_THE INPUT:_
╭──
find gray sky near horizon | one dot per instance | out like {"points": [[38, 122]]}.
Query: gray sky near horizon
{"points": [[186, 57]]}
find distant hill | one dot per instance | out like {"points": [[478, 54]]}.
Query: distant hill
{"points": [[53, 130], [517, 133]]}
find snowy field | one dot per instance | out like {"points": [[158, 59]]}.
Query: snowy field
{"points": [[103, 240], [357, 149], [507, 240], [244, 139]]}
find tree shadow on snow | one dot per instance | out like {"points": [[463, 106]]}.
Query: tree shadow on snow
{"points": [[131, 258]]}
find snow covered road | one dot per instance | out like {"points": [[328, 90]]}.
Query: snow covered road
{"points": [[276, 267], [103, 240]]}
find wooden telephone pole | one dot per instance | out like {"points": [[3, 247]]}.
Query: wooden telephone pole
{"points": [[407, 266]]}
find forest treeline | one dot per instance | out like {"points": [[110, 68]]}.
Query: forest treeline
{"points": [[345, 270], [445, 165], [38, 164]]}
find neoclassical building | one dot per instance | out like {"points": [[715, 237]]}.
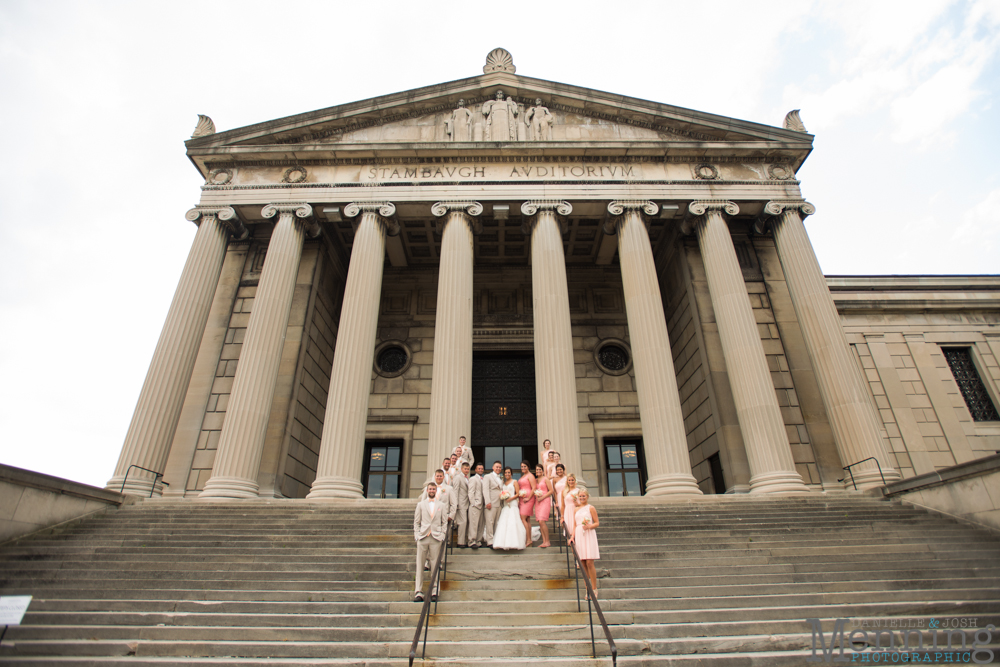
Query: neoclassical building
{"points": [[513, 259]]}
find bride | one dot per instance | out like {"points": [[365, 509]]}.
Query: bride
{"points": [[509, 533]]}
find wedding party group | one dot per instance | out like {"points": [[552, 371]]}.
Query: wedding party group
{"points": [[494, 510]]}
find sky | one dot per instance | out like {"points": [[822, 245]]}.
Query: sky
{"points": [[96, 100]]}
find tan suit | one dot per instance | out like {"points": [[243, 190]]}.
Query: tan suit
{"points": [[430, 525], [492, 486], [476, 506], [461, 487]]}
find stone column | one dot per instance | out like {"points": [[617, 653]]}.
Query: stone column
{"points": [[555, 372], [852, 417], [668, 464], [234, 474], [147, 442], [338, 473], [772, 467], [451, 385]]}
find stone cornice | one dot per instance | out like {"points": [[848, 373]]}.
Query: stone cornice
{"points": [[227, 217]]}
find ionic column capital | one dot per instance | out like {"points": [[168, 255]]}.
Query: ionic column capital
{"points": [[775, 207], [618, 207], [301, 211], [226, 215], [384, 211], [471, 208], [532, 207], [701, 207]]}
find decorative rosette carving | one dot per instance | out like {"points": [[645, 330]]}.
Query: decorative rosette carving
{"points": [[472, 208], [226, 215], [617, 207], [706, 172], [204, 127], [219, 177], [295, 174], [499, 60], [303, 211], [385, 210], [697, 208], [779, 172]]}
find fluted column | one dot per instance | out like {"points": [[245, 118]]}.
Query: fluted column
{"points": [[234, 474], [668, 464], [147, 442], [338, 473], [772, 467], [451, 385], [555, 373], [852, 417]]}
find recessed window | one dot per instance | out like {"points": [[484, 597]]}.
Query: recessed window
{"points": [[392, 358], [970, 384]]}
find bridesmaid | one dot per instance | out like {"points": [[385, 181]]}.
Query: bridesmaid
{"points": [[585, 537], [543, 504], [527, 500]]}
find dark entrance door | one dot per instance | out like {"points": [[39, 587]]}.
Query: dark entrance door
{"points": [[503, 411]]}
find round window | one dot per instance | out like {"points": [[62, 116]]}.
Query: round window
{"points": [[613, 356], [392, 358]]}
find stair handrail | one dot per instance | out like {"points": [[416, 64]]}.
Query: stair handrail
{"points": [[436, 570], [152, 487], [848, 469], [592, 604]]}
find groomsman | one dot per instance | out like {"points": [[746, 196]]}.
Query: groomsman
{"points": [[476, 506], [492, 486], [429, 528], [461, 487]]}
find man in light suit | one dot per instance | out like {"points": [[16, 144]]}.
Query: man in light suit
{"points": [[492, 486], [476, 506], [430, 523], [460, 485]]}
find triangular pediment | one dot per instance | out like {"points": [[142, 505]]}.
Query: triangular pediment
{"points": [[568, 118]]}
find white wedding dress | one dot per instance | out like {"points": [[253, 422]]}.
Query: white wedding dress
{"points": [[509, 533]]}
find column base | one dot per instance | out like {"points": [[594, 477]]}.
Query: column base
╰──
_WORK INSTRUCTIONS:_
Rewrite the entries from the line with "find column base" through the end of the entries, swapping "column base" for "pillar base" and leaving everything else unchanged.

_REPLY:_
find pillar base | one dot per instance | out like {"points": [[594, 477]]}.
Query: pillar base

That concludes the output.